(begin)
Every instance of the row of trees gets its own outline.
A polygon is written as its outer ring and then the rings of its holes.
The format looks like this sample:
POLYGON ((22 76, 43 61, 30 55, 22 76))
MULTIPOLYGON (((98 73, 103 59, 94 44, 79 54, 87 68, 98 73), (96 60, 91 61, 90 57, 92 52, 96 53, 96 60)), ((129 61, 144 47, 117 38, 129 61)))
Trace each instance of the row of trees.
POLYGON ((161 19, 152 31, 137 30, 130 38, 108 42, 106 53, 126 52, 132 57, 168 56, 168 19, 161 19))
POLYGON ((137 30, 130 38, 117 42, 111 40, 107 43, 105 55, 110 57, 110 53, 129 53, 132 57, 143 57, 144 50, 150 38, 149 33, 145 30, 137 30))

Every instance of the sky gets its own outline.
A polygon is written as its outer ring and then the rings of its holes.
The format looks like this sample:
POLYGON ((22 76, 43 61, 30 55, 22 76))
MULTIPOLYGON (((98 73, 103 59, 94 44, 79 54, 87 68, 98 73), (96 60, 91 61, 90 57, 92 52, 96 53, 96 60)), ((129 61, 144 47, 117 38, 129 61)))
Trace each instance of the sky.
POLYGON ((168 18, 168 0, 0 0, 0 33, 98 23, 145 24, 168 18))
(end)
Copy only the stretch running from the line containing "Every instance of the sky" to the final line of the entries, both ends included, exactly as it stands.

• [Exercise result]:
Every instance of the sky gets its own outline.
A polygon is written as its outer ring and then the rings of its holes.
The format looks like this sample:
POLYGON ((22 76, 43 61, 30 55, 22 76))
MULTIPOLYGON (((98 73, 103 59, 94 44, 79 54, 87 68, 98 73), (96 60, 91 61, 90 57, 92 52, 96 53, 96 60)), ((129 61, 144 47, 117 38, 129 61)))
Trace each instance of the sky.
POLYGON ((168 18, 168 0, 0 0, 0 33, 98 23, 145 24, 168 18))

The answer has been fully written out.